__Text shown__

Comment 55 Heiko Nardmann 2005-05-18 12:50:40 UTC
Hmm ... I switched from SuSE 9.2 to 9.3 this weekend. This has added smooth scrolling.
And ... I don't like it.
So where do I deactivate it? You don't tell me that I have to recompile, or?

Thanks in advance
Comment 56 migo 2005-07-10 23:23:10 UTC
i wish a x-y scroll, like mid button in ie or firefox, but 
for all the virtual desktop, instead of the scroll of display borders.
Comment 57 Artem S. Tashkinov 2005-10-19 09:09:40 UTC
KDE 3.5 is quickly appraching. Are there any news?
Comment 58 Thiago Macieira 2005-10-20 08:31:51 UTC
Yes: smooth scrolling will not be present in KDE 3.5.x.
Comment 59 Andrew Moon 2005-11-11 08:51:46 UTC
This sounds like a good idea for a feature, although if it is implemented it should be selectable in the KDE Control Centre or Konqueror's options as some users may personally dislike it and it would be a performance killer on slower machines.
Comment 60 Artem S. Tashkinov 2005-12-12 06:30:32 UTC
> would be a performance killer on slower machines

Do you mean 486DX PCs? E.g., Mozilla Firefox with smooth scrolling turned on works nice even on Pentium 166.
Comment 61 bugs-kde 2005-12-15 17:44:03 UTC
Smooth scrolling should definately be an option which can be disabled.

I, for example, hate it. In MSIE, I always turn it off - that's the first thing that I do before I can work with it.

Regardless of performance issues, I find it highly distracting.

But performance issues are also there, and I don't believe they can be eliminated.

I'm currently using Mandriva Cooker and with the latest kdelibs (kdelibs-common-3.5.0-6mdk), I've got the dreaded smooth scroll. I can testify, that the smooth scrolling:
1) indeed _slows down_ scrolling, not only makes it smooth, which leads to a waste of productivity for me
2) puts more stress on my hardware. I don't accept about Firefox smooth scrolling working even on Pentium 166 - I work on a 1 GHz Celeron with 1 GB RAM, and when I have some active tasks in the background, smooth scrolling becomes REALLY slow, and it also steals precious CPU cycles from my background jobs.
Maybe in comment #60 Artem meant a usage scenario where a user only works with a single interactive application and there's nothing more running on his PC, but power users tend to launch a lot of background jobs and smooth scrolling is just a parasite functionality for them.

BTW, I'm not alone, see this post http://www.kde-forum.org/post/41240/lastpost.html#post41240
Comment 62 Luk van den Borne 2005-12-16 21:05:02 UTC
It really shouldn't impose such a high load on a system. I mean, isn't middle clicking in konqueror and moving the mouse up or down also smooth scrolling? It looks pretty smooth to me, anyway.
Comment 63 bugs-kde 2005-12-19 16:18:59 UTC
Well, in my case it does impose load, especially when I browse more than 20 sites in one konqueror window (in tabs).

Besides, the main problem is that smooth scrolling distracts me, makes my eyes feel uncomfortable, up to the point when I'm considering switching desktop environments.

__Record extracts__
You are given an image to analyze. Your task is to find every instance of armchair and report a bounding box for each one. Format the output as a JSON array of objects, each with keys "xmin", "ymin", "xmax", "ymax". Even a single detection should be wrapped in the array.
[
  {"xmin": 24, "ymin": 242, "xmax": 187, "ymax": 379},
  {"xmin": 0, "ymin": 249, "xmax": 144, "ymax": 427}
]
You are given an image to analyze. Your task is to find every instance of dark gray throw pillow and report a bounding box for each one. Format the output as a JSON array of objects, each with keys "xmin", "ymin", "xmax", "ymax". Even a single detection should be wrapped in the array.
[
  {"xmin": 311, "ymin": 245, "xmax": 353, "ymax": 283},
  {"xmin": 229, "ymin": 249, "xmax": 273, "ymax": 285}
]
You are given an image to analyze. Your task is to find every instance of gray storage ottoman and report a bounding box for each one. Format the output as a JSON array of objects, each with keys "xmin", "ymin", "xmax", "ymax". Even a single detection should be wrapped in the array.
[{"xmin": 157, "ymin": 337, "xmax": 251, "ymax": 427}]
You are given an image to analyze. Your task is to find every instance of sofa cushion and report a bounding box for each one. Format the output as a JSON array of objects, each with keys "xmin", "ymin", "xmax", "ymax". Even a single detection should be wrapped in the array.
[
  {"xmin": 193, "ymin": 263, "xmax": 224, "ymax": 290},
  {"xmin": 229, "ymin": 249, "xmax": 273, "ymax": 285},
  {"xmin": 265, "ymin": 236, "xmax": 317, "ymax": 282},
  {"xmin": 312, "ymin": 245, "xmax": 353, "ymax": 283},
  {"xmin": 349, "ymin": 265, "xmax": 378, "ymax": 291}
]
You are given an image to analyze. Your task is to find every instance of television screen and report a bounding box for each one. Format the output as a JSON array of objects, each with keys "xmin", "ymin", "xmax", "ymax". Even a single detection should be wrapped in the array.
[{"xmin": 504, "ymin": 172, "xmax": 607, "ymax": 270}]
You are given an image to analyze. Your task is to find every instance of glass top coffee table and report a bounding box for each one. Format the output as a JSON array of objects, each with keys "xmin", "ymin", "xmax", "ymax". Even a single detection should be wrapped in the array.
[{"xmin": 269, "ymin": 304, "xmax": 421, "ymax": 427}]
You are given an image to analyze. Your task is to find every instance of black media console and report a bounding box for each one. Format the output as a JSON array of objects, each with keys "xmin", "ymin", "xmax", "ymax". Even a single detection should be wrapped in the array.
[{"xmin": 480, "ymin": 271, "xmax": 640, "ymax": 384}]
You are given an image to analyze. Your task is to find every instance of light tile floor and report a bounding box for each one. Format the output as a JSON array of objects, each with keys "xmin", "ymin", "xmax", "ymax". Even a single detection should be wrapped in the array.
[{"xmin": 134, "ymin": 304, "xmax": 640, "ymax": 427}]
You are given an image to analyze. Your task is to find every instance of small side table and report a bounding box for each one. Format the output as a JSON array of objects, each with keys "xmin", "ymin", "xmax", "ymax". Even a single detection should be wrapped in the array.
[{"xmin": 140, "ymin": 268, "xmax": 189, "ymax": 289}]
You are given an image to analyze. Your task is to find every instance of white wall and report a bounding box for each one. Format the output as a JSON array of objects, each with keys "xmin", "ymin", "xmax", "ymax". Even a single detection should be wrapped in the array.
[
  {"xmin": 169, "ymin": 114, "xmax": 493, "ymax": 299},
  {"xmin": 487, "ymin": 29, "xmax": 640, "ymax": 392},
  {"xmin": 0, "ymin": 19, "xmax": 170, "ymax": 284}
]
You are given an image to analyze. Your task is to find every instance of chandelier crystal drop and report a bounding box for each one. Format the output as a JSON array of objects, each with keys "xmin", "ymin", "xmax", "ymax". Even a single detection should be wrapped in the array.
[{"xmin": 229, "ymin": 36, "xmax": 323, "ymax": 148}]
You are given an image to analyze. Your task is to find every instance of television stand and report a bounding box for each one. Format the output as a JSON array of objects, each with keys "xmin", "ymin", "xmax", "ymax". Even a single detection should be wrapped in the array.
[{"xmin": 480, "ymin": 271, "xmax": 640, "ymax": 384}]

__Problems to solve__
- A) Do these statements agree with the smooth scrolling comment thread? For each, answer yes or no and quote the deciding words. (i) Thiago Macieira wrote that smooth scrolling will not be present in KDE 3.5.x. (ii) The commenter bugs-kde works on a Pentium 166. (iii) Heiko Nardmann switched from SuSE 9.2 to 9.3.
- B) How many lines of the listing contain the string "table"? Give only the number.

__Answers to the tasks__
- A)
(i) Yes: "Yes: smooth scrolling will not be present in KDE 3.5.x."
(ii) No: "I work on a 1 GHz Celeron with 1 GB RAM"
(iii) Yes: "I switched from SuSE 9.2 to 9.3 this weekend."

- B) 2